DIRECTIONS: Can you reproduce all of the records below word for word, leaving out the pictures?

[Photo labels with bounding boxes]
********************

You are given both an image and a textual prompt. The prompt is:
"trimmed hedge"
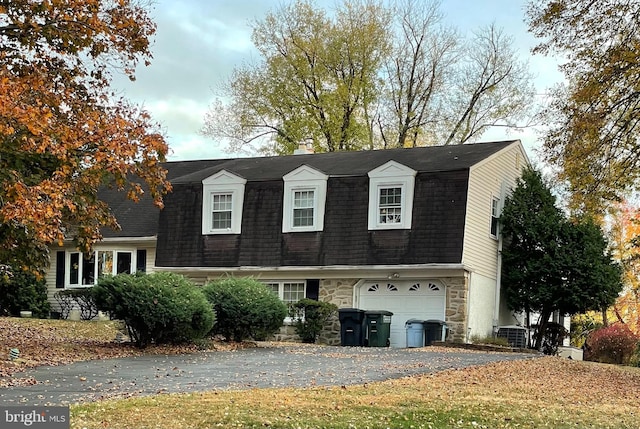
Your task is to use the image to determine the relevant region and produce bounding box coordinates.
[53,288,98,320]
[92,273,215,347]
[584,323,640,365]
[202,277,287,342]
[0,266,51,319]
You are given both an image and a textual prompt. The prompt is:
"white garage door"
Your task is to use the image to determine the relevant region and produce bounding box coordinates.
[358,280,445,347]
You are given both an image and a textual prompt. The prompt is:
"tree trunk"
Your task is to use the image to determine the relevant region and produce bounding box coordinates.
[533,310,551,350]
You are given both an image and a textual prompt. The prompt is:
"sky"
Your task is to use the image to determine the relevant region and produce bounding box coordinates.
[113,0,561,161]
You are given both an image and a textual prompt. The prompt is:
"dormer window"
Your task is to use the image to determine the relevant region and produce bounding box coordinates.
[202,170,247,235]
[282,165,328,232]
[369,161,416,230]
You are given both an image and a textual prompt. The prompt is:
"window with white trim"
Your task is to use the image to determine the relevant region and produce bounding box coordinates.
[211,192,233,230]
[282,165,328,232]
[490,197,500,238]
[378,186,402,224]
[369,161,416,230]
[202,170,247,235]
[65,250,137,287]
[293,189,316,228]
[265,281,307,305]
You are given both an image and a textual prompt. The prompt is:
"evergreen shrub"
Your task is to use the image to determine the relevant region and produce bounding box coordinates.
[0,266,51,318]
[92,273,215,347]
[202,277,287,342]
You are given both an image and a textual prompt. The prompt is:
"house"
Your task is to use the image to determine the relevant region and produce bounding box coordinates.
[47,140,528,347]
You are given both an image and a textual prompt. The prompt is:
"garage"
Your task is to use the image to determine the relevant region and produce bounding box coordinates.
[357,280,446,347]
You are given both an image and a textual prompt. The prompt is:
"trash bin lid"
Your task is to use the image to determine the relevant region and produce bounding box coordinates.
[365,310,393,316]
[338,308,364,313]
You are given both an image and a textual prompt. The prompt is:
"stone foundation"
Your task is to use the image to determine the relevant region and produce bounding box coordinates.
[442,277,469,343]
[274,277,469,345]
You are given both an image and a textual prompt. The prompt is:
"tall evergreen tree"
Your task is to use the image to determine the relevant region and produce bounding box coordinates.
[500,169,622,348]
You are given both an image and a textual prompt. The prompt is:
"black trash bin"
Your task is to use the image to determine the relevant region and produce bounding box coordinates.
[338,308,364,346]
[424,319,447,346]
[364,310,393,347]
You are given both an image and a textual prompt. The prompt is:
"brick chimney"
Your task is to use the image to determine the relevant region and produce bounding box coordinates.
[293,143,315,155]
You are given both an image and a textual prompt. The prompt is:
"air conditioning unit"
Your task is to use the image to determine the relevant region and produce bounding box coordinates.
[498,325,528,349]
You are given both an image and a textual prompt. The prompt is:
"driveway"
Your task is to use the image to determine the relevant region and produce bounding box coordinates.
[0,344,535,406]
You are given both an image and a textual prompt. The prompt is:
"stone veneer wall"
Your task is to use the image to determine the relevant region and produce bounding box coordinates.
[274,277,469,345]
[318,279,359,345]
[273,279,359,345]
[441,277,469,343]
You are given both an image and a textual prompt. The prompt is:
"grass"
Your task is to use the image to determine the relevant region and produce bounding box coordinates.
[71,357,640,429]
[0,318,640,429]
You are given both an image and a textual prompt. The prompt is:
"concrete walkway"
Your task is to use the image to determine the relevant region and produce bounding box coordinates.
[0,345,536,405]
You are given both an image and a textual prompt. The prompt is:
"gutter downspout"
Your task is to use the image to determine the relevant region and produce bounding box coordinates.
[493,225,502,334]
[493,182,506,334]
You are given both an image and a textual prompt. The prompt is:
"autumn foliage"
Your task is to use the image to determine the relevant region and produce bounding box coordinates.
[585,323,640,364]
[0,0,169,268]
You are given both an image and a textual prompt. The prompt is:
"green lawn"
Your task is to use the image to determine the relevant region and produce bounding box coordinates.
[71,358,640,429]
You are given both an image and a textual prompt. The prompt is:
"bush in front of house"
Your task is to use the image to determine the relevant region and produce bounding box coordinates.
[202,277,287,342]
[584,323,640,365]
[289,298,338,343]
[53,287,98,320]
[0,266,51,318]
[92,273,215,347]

********************

FINISHED ANSWER:
You are given both an image and a textual prompt. The prompt is:
"trimmed hedge"
Your task is to use the image to determine the relevant region and produce bounding box coordinates.
[53,288,98,320]
[92,273,215,347]
[584,323,640,365]
[202,277,287,342]
[0,266,51,319]
You are given both an image and a textual prompt. The prompt is:
"white garage door"
Your task is to use the image to determine the relevant region and produce bounding box coordinates.
[358,280,445,347]
You are given both an image and a textual prompt. The prompt is:
"tree trunk"
Your task is to use the image to determine the relevant region and produce bounding box coordinates.
[533,310,551,350]
You are given both an image and a textual prompt. The prompt is:
"sky"
Your task is to use the image to determine the relevant region and produce bounding box coordinates.
[113,0,561,161]
You are given both an image and a textual prompt. The prompt is:
"dormer window"
Your task is to use the image to determine the relevant region and produce bounding box coordinates.
[202,170,247,235]
[282,165,328,232]
[369,161,416,230]
You are given both an image and a textual prompt. The prompt is:
"window with white trim"
Your task is to use the image to determine the relevant region and produce bounding box coordinates.
[211,192,233,230]
[282,165,328,232]
[490,197,500,238]
[378,186,402,224]
[369,161,416,230]
[202,170,247,235]
[65,250,137,287]
[293,189,316,228]
[265,281,307,305]
You are given both an image and a textual prompt. The prompt is:
"evergreen shrub"
Your task is to use the image to determine the relevant region and produce bounding box coordinates.
[0,266,51,318]
[92,273,215,347]
[202,277,287,342]
You are given both an image and a textual prompt. The prompt is:
"house"
Your task is to use the image to determine the relevant region and produce bounding box coordinates.
[47,140,528,347]
You are given both an image and a textual prompt. The prompt is:
"garage"
Your task is to use the image to determine the relevant region and produce bounding box coordinates.
[357,280,446,347]
You are given both an image and a textual prompt. The prompt is:
"trash bin lid"
Your task is to use the image to determine the relevant region and produce bounding box coordinates.
[365,310,393,316]
[338,308,364,313]
You are given both an image and a textual prompt. The prompt is:
"stone foundation"
Your task is to use the image to determine the relevant region and produce bounding box coordinates.
[442,277,469,343]
[274,277,469,345]
You are given both an image and a textual prompt. The prompt is:
"tall evergreen tree"
Your task is to use the image to determine the relevant region and produce bounding box coordinates.
[500,169,622,348]
You are given both an image and a textual prompt. The prompt is:
"black trash bin"
Your task is to use the image to determine the relevant region and produce bounding box coordinates.
[338,308,364,346]
[424,319,447,346]
[364,310,393,347]
You are given both an image and a textual prompt. The prompt is:
"brick chimney"
Your task is to use the image to determine the relevant region and produce bounding box coordinates.
[293,143,315,155]
You are given both an image and a textual prompt. The prompt is:
"air conditioning unit"
Your task is to use the image to determine the relevant region and produce bounding box coordinates.
[498,325,528,349]
You are given both an image and a textual prompt. The prompt is:
"driveway"
Your task is to use the image to determine the relevant region and produce bounding box coordinates.
[0,344,535,406]
You are given both an image and a textual prompt. The prompt is:
"stone veneer wall"
Your task is to use the image to determine the relevant region and produce bounding box coordinates.
[274,277,469,345]
[318,279,359,345]
[273,279,359,345]
[441,277,469,343]
You are given both an image and a textual prompt. The prompt is:
"grass"
Your task is to use the image to determine the relevant region and produce bounding box coordinates.
[71,357,640,429]
[0,318,640,429]
You are given both an image and a textual prompt. The prompt is:
"concrete walkway"
Your task is to use the image to determine the relevant region and produce bounding box coordinates.
[0,345,536,405]
You are given both an image and a textual prompt. The prompt is:
"gutter downspout"
Your task is to use the image to determine the relevant region and produce bounding box coordinates.
[493,225,502,334]
[493,182,506,334]
You are given both an image and a textual prompt. The prompt is:
"autumn foliage"
Your task is to use the image to determine the relevant region and produce bounding box coordinates.
[585,323,640,364]
[0,0,169,268]
You are given both an image and a textual prompt. The prompt is:
"green lawn"
Your task is to use the image to determine the relevant region and produce bounding box coordinates.
[71,358,640,429]
You are given both an image and a textual prompt. The prompt is:
"bush in front of house"
Your task is to use the image to determine the relevant region and produce bounding box coordinates.
[202,277,287,342]
[584,323,640,365]
[289,298,338,343]
[53,287,98,320]
[0,266,51,318]
[92,273,215,347]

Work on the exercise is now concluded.